#### [What you will do]
Only the number is wanted: how many lines in the data contain "wrecked"?

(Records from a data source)
____________________

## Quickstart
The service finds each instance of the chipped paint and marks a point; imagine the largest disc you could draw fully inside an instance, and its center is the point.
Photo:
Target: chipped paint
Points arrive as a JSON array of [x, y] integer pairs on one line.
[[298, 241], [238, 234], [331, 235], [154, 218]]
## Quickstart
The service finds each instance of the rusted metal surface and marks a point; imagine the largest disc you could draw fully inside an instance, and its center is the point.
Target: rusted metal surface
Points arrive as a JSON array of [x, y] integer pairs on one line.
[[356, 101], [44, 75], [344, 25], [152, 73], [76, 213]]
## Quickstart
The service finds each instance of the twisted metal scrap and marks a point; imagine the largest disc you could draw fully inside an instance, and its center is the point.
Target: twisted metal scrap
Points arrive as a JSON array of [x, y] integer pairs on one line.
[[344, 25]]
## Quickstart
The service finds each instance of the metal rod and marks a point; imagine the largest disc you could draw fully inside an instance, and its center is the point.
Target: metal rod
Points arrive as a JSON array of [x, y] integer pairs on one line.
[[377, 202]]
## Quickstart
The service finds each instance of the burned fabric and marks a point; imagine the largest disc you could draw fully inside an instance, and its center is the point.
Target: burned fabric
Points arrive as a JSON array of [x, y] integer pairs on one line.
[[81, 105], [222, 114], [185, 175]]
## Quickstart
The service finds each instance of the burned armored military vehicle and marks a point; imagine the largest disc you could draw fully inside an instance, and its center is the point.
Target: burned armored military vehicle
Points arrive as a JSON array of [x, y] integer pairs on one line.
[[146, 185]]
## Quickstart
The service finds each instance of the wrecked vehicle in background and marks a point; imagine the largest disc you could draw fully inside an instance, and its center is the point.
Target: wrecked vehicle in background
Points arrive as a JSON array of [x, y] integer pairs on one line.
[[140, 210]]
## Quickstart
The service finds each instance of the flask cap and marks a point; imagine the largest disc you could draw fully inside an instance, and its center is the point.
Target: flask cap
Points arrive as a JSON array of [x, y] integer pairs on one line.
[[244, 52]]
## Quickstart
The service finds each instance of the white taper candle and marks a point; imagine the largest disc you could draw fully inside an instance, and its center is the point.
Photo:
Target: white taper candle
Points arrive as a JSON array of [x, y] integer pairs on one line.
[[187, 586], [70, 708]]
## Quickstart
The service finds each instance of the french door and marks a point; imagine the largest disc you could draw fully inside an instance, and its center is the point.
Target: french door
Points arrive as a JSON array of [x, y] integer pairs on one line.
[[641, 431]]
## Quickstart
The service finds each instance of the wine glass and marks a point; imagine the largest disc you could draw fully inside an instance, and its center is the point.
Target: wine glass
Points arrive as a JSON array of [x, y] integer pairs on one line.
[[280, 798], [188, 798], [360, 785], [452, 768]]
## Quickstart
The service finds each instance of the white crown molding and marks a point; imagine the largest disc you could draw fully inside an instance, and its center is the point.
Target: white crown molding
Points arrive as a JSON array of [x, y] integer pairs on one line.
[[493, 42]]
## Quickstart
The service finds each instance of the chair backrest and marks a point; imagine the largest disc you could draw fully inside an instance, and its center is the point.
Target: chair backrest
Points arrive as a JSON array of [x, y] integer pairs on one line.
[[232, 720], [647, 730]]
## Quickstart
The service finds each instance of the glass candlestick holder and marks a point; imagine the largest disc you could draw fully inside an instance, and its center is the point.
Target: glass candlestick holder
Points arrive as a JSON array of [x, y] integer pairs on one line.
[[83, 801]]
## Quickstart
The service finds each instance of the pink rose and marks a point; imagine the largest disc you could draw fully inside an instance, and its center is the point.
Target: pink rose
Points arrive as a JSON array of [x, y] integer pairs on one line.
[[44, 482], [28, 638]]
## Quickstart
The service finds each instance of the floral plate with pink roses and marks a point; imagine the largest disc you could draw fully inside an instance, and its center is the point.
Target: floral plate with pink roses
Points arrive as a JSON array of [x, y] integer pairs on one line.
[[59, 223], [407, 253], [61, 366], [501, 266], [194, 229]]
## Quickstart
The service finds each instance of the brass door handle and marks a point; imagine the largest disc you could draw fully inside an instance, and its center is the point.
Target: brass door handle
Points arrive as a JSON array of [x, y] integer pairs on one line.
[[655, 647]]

____________________

#### [Answer box]
2